[[ Selected passage, beginning ]]
Facilitating a Conversation

Molly Small
January 3, 2017

It’s possible to be swimming in blessings and still feel like a stale piece of gum stuck to the bottom of a dirty boot.

I never thought of my depression as something to be discussed with anyone other than my doctors. I felt shameful and tarnished and this intimate detail of my life would be reserved for 1 P.M. on Wednesdays when I would see my therapist. I always thought that if I wore the moxie of a female who never solicited an invitation for help I would fool myself enough to metamorphose into the hyperactive, tough as nails, invincible caricature that I deemed as respectable in all of my social and professional circles. But mental illness is not a common cold that eventually dissipates with extra sleep and orange juice. When I realized that it’s possible that the only reason I’m still here is because I have been enlightened by the brave souls stomping out the stigma of mental illness, I felt it was reasonable to contribute to that healing perpetuation myself.
[[ Selected passage, end ]]
[[ Data listing, beginning ]]
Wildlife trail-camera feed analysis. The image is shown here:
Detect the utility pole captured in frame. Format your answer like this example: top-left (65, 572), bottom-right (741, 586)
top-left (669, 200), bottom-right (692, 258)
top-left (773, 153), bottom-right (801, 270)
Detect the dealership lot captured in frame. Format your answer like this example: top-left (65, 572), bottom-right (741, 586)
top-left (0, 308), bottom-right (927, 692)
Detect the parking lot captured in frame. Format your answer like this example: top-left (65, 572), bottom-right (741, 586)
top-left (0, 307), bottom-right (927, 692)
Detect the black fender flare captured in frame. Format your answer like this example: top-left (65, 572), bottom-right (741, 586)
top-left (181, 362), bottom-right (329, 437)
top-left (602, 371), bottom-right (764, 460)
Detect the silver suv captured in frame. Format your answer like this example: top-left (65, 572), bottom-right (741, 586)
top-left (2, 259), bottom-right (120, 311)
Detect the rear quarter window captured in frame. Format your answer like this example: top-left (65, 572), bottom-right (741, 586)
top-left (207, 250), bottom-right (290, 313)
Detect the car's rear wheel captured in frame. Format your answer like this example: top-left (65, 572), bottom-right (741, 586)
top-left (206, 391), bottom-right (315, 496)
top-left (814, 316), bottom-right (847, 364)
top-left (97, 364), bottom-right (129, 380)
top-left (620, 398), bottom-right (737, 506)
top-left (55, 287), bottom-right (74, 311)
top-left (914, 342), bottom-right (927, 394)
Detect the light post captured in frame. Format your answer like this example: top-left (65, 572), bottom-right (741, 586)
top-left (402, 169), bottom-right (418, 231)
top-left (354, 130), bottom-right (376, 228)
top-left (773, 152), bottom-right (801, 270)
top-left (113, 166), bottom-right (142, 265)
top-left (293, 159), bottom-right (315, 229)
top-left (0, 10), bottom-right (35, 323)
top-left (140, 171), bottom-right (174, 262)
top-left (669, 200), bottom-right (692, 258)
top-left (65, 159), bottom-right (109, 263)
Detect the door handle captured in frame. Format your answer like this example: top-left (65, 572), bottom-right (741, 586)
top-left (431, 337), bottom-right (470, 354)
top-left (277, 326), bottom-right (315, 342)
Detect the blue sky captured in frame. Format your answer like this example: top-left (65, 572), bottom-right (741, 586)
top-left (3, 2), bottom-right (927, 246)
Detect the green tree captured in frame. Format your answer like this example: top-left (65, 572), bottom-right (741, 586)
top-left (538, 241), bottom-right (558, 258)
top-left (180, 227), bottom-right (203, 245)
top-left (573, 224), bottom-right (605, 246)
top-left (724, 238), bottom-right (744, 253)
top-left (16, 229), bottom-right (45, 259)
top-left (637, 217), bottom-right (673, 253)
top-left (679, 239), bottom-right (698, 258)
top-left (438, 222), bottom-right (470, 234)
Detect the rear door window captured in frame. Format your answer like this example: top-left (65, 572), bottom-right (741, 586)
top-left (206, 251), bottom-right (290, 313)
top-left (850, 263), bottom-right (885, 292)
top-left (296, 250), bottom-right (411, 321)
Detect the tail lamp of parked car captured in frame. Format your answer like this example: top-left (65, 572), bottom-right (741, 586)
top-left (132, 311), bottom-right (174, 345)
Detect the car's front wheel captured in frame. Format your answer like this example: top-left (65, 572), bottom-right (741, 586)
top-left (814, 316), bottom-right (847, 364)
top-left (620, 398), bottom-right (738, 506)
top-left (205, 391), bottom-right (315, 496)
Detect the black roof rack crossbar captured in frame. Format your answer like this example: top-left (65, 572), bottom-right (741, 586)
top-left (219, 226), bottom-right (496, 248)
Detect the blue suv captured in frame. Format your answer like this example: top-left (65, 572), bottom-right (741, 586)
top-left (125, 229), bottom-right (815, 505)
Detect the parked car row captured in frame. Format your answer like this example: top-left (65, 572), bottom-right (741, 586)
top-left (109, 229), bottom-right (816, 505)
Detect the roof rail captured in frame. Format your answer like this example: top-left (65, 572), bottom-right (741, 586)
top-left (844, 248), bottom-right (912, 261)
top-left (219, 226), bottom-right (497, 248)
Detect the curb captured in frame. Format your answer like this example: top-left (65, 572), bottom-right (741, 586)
[[ Data listing, end ]]
> _Work item 1_: According to the essay on depression, at what time and on what day did the writer see a therapist?
> _Work item 2_: Transcribe the passage of the essay on depression that begins with the words containing "Facilitating a Conversation" and ends with "a dirty boot.".

> _Problem solution 1_: At 1 P.M. on Wednesdays.

> _Problem solution 2_:
Facilitating a Conversation

Molly Small
January 3, 2017

It’s possible to be swimming in blessings and still feel like a stale piece of gum stuck to the bottom of a dirty boot.